▸ WRITTEN INSTRUCTION
Convert each line of the material below into a row of a Markdown table, omitting blank lines. Use two columns: "Number" for the row number and "Entry" for the line.

▸ DATA SUPPLIED
◇ ◇ ◇

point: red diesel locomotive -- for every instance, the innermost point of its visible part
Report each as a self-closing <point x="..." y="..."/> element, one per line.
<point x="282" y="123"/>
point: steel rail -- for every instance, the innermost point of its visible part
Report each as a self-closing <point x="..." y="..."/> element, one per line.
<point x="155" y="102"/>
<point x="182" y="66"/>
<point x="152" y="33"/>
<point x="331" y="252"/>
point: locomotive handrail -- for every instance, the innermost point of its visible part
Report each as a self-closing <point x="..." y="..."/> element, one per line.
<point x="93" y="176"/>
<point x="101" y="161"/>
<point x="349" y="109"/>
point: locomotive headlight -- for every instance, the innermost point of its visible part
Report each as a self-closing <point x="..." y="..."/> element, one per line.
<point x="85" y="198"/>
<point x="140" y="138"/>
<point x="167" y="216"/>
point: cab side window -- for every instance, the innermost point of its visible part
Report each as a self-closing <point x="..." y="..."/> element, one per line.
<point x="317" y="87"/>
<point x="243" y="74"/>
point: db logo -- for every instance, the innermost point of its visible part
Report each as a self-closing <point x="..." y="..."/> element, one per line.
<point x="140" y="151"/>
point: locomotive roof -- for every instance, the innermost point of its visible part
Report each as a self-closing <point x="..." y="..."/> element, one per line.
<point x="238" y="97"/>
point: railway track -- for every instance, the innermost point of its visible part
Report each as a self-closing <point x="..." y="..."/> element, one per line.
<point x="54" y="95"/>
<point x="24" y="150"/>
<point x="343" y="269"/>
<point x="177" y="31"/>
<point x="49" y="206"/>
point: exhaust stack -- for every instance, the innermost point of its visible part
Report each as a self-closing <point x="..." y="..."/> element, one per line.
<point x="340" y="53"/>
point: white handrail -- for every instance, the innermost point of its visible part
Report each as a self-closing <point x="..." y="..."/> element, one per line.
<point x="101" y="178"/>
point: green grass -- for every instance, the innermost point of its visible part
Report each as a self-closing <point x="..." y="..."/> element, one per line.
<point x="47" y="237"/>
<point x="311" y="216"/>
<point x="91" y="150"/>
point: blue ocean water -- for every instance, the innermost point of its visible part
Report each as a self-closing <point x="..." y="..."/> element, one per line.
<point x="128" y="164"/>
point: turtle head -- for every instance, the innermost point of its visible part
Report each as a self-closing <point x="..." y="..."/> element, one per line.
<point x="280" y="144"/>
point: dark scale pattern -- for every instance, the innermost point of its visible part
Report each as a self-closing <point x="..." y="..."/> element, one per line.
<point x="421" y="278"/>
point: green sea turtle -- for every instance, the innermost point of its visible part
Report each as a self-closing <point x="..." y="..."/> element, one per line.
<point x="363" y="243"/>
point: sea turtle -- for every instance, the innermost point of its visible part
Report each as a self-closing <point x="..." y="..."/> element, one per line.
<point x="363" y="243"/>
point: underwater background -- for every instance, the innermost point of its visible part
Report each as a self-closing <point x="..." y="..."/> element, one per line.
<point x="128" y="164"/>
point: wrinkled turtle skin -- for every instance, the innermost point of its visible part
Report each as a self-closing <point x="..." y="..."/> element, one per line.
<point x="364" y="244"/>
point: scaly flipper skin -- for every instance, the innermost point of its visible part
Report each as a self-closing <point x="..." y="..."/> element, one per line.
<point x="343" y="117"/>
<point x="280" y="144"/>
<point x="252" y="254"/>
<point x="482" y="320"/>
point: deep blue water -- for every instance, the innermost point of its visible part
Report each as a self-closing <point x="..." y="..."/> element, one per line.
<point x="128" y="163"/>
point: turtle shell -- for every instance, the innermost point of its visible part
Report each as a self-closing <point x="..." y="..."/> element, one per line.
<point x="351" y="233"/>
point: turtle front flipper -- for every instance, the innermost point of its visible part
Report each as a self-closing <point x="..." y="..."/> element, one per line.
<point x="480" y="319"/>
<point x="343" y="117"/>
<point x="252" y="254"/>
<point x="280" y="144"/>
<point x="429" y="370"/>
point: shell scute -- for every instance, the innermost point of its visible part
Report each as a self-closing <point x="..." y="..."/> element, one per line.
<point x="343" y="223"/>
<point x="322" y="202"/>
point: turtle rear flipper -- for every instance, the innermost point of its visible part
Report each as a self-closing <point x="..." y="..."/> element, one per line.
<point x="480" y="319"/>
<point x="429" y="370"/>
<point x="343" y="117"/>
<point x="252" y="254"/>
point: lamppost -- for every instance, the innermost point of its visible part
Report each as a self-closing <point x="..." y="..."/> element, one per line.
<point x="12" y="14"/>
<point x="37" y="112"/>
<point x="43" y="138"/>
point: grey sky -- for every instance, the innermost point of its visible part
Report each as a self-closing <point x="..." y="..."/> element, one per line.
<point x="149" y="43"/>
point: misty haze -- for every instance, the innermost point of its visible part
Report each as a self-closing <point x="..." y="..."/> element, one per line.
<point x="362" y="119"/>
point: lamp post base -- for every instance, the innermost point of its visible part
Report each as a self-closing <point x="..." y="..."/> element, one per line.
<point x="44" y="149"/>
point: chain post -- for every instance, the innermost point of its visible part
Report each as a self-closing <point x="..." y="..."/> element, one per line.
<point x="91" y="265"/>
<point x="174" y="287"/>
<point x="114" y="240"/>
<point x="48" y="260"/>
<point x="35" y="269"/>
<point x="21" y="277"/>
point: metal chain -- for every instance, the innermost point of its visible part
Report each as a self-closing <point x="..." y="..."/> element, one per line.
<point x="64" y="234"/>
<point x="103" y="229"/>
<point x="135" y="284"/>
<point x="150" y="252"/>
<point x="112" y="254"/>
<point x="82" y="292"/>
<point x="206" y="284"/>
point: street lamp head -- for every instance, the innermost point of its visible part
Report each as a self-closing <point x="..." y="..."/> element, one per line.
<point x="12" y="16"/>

◇ ◇ ◇

▸ COMPLETE ANSWER
| Number | Entry |
|---|---|
| 1 | point: red diesel locomotive -- for every instance, the innermost point of its visible part |
| 2 | Report each as a self-closing <point x="..." y="..."/> element, one per line. |
| 3 | <point x="282" y="123"/> |
| 4 | point: steel rail -- for every instance, the innermost point of its visible part |
| 5 | Report each as a self-closing <point x="..." y="..."/> element, one per line. |
| 6 | <point x="155" y="102"/> |
| 7 | <point x="182" y="66"/> |
| 8 | <point x="152" y="33"/> |
| 9 | <point x="331" y="252"/> |
| 10 | point: locomotive handrail -- for every instance, the innermost point of its visible part |
| 11 | Report each as a self-closing <point x="..." y="..."/> element, one per line. |
| 12 | <point x="93" y="176"/> |
| 13 | <point x="101" y="161"/> |
| 14 | <point x="349" y="109"/> |
| 15 | point: locomotive headlight -- for every instance, the innermost point of its visible part |
| 16 | Report each as a self-closing <point x="..." y="..."/> element, one per line. |
| 17 | <point x="85" y="198"/> |
| 18 | <point x="140" y="138"/> |
| 19 | <point x="167" y="216"/> |
| 20 | point: cab side window -- for every instance, the innermost point of its visible part |
| 21 | Report each as a self-closing <point x="..." y="..."/> element, one per line. |
| 22 | <point x="317" y="87"/> |
| 23 | <point x="243" y="74"/> |
| 24 | point: db logo -- for every instance, the innermost point of its visible part |
| 25 | Report each as a self-closing <point x="..." y="..."/> element, one per line. |
| 26 | <point x="140" y="151"/> |
| 27 | point: locomotive roof -- for every instance, the innermost point of its visible part |
| 28 | Report each as a self-closing <point x="..." y="..."/> element, one per line. |
| 29 | <point x="238" y="97"/> |
| 30 | point: railway track -- for every instance, the innermost point of its visible part |
| 31 | Report each as a self-closing <point x="..." y="..."/> element, one per line. |
| 32 | <point x="54" y="95"/> |
| 33 | <point x="24" y="150"/> |
| 34 | <point x="343" y="269"/> |
| 35 | <point x="177" y="31"/> |
| 36 | <point x="49" y="206"/> |
| 37 | point: exhaust stack -- for every instance, the innermost point of its visible part |
| 38 | Report each as a self-closing <point x="..." y="..."/> element, one per line. |
| 39 | <point x="340" y="53"/> |
| 40 | point: white handrail -- for every instance, the innermost point of its visible part |
| 41 | Report each as a self-closing <point x="..." y="..."/> element, one per line. |
| 42 | <point x="101" y="178"/> |
| 43 | point: green grass -- for every instance, the innermost point of its visible part |
| 44 | Report each as a self-closing <point x="..." y="..."/> element, one per line. |
| 45 | <point x="47" y="237"/> |
| 46 | <point x="311" y="216"/> |
| 47 | <point x="91" y="150"/> |
| 48 | point: blue ocean water -- for every instance, the innermost point of its visible part |
| 49 | Report each as a self-closing <point x="..." y="..."/> element, one per line. |
| 50 | <point x="128" y="164"/> |
| 51 | point: turtle head -- for every instance, the innermost point of its visible part |
| 52 | Report each as a self-closing <point x="..." y="..."/> element, one per line. |
| 53 | <point x="280" y="144"/> |
| 54 | point: dark scale pattern -- for every instance, the innermost point of its visible part |
| 55 | Report each as a self-closing <point x="..." y="..."/> element, one per line. |
| 56 | <point x="421" y="278"/> |
| 57 | point: green sea turtle -- for every instance, the innermost point of its visible part |
| 58 | Report each as a self-closing <point x="..." y="..."/> element, one per line. |
| 59 | <point x="363" y="243"/> |
| 60 | point: sea turtle -- for every instance, the innermost point of its visible part |
| 61 | Report each as a self-closing <point x="..." y="..."/> element, one per line. |
| 62 | <point x="363" y="243"/> |
| 63 | point: underwater background -- for every instance, the innermost point of its visible part |
| 64 | Report each as a self-closing <point x="..." y="..."/> element, one per line. |
| 65 | <point x="128" y="164"/> |
| 66 | point: wrinkled turtle skin -- for every instance, the innermost point of its visible part |
| 67 | Report each as a self-closing <point x="..." y="..."/> element, one per line. |
| 68 | <point x="364" y="244"/> |
| 69 | point: scaly flipper skin -- for every instance, the innermost point of its visible part |
| 70 | Report each as a self-closing <point x="..." y="..."/> element, one per line. |
| 71 | <point x="343" y="117"/> |
| 72 | <point x="280" y="144"/> |
| 73 | <point x="252" y="254"/> |
| 74 | <point x="482" y="320"/> |
| 75 | point: deep blue water -- for every instance, the innermost point of its visible part |
| 76 | Report each as a self-closing <point x="..." y="..."/> element, one per line. |
| 77 | <point x="128" y="163"/> |
| 78 | point: turtle shell -- for every instance, the innermost point of its visible part |
| 79 | Report each as a self-closing <point x="..." y="..."/> element, one per line. |
| 80 | <point x="351" y="233"/> |
| 81 | point: turtle front flipper -- for every instance, the innermost point of its visible part |
| 82 | Report each as a self-closing <point x="..." y="..."/> element, one per line. |
| 83 | <point x="480" y="319"/> |
| 84 | <point x="343" y="117"/> |
| 85 | <point x="252" y="254"/> |
| 86 | <point x="280" y="144"/> |
| 87 | <point x="429" y="370"/> |
| 88 | point: shell scute -- for every instance, the innermost point of its visible part |
| 89 | Report each as a self-closing <point x="..." y="..."/> element, one per line. |
| 90 | <point x="343" y="223"/> |
| 91 | <point x="322" y="202"/> |
| 92 | point: turtle rear flipper -- for every instance, the innermost point of its visible part |
| 93 | Report each as a self-closing <point x="..." y="..."/> element, one per line. |
| 94 | <point x="480" y="319"/> |
| 95 | <point x="429" y="370"/> |
| 96 | <point x="343" y="117"/> |
| 97 | <point x="252" y="254"/> |
| 98 | point: lamppost -- for every instance, the innermost point of its visible part |
| 99 | Report each as a self-closing <point x="..." y="..."/> element, one per line. |
| 100 | <point x="12" y="14"/> |
| 101 | <point x="37" y="112"/> |
| 102 | <point x="43" y="138"/> |
| 103 | point: grey sky -- for every instance, the innermost point of its visible part |
| 104 | Report each as a self-closing <point x="..." y="..."/> element, one per line. |
| 105 | <point x="149" y="43"/> |
| 106 | point: misty haze -- for every instance, the innermost point of its visible part |
| 107 | Report each as a self-closing <point x="..." y="..."/> element, one per line. |
| 108 | <point x="362" y="119"/> |
| 109 | point: lamp post base -- for every instance, the innermost point of its visible part |
| 110 | Report each as a self-closing <point x="..." y="..."/> element, one per line. |
| 111 | <point x="44" y="149"/> |
| 112 | point: chain post -- for every instance, the innermost point of its visible part |
| 113 | Report each as a self-closing <point x="..." y="..."/> element, one per line. |
| 114 | <point x="91" y="265"/> |
| 115 | <point x="174" y="287"/> |
| 116 | <point x="114" y="240"/> |
| 117 | <point x="48" y="260"/> |
| 118 | <point x="35" y="269"/> |
| 119 | <point x="21" y="277"/> |
| 120 | point: metal chain -- for every instance, the innermost point of its visible part |
| 121 | Report each as a self-closing <point x="..." y="..."/> element, one per line. |
| 122 | <point x="64" y="234"/> |
| 123 | <point x="103" y="229"/> |
| 124 | <point x="135" y="284"/> |
| 125 | <point x="150" y="252"/> |
| 126 | <point x="112" y="254"/> |
| 127 | <point x="82" y="292"/> |
| 128 | <point x="206" y="284"/> |
| 129 | point: street lamp head -- for every instance, the innermost point of its visible part |
| 130 | Report each as a self-closing <point x="..." y="..."/> element, one per line. |
| 131 | <point x="12" y="16"/> |